The Israeli and Palestinian officials behind the project say that with enough foreign aid, the industrial zone could generate 10,000 jobs for Palestinians and millions in revenue for investors. Both sides hope it could economically rehabilitate Jenin, one of the hardest-hit areas in the West Bank, and serve as a model for other Israeli-Palestinian industrial zones.

The economy in Jenin has been decimated since construction began on the security barrier five years ago this month. But as the effort to open a free-trade zone indicates, for all its contentious political implications the security barrier is providing the kind of stability locals on both sides say could help lift the area out of dire economic straits.

Jenin’s governor, Kadura Musa, the Palestinian behind the plan, said that “this project could be up and running within a year.” His Israeli counterpart, Gilboa Regional Council head Danny Attar, conceded the idea was floated more than a decade ago, but said “this time both sides want to start the industrial zone. That’s the difference…. It’s a golden opportunity.”

» RECORD EXCERPTS:
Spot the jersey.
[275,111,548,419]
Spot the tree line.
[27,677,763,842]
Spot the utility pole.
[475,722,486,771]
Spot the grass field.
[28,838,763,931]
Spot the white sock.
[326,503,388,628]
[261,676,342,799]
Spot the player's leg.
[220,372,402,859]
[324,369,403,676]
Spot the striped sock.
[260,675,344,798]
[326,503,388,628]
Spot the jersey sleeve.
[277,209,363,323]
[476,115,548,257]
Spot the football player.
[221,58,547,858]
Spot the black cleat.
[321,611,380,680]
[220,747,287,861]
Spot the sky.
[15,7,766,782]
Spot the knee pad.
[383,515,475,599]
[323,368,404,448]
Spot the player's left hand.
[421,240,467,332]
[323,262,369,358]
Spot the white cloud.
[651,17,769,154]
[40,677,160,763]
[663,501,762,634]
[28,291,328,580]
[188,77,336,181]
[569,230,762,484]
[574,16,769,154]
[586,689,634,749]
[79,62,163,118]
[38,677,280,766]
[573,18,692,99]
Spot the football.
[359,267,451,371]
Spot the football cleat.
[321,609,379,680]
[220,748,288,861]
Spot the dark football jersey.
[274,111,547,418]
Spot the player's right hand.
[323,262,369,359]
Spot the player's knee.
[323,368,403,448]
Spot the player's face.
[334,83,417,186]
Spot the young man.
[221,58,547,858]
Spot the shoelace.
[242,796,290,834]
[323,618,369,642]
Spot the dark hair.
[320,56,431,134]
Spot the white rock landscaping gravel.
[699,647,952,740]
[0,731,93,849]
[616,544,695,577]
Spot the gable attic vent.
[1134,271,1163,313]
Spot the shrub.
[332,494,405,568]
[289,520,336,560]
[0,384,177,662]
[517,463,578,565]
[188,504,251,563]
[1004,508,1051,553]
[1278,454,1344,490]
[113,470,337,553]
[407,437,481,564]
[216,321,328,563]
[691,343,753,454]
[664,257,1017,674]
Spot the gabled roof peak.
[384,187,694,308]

» TASKS AND EXERCISES:
1 – In the Jenin industrial zone text, rewrite the paragraph beginning "The economy in Jenin" in shorter form, keeping its main facts.
2 – Write the next part of the text on the Jenin industrial zone, picking up after its final sentence.
You won't need the records for this.

» ANSWERS GIVEN:
1 – Jenin's economy has been devastated since work on the security barrier began five years ago this month. Yet, as the free-trade zone effort shows, the politically divisive barrier is also bringing stability that locals on both sides say could help pull the area out of its severe economic hardship.

2 –
The Israeli side has already drawn up blueprints for the industrial zone, down to drainage systems and an electrical grid. The Palestinians will provide the land, about 250 acres.

Both sides are collaborating to secure nearly $14 million in startup cash from the World Bank. Last week they hosted the Turkish ambassador to Israel, who promised to promote the plan.

Goods produced in the industrial zone would be exported tax free to the United States. Similar free-trade zones in Jordan have lured brand names like Calvin Klein and Victoria’s Secret.

The stakes are high for Musa and his constituents, as he illustrated recently by whipping open his office curtains and pointing a pudgy finger at the abandoned industrial zone across the street from his office.

“That zone provided work for thousands,” he said. “Auto body shops, garages, humus restaurants — 25,000 people used to work there. But now we have 78% unemployment.”

By comparison, unemployment in Gaza, considered by many to be the pinnacle of Palestinian misery, is less than 40%, according to the World Bank.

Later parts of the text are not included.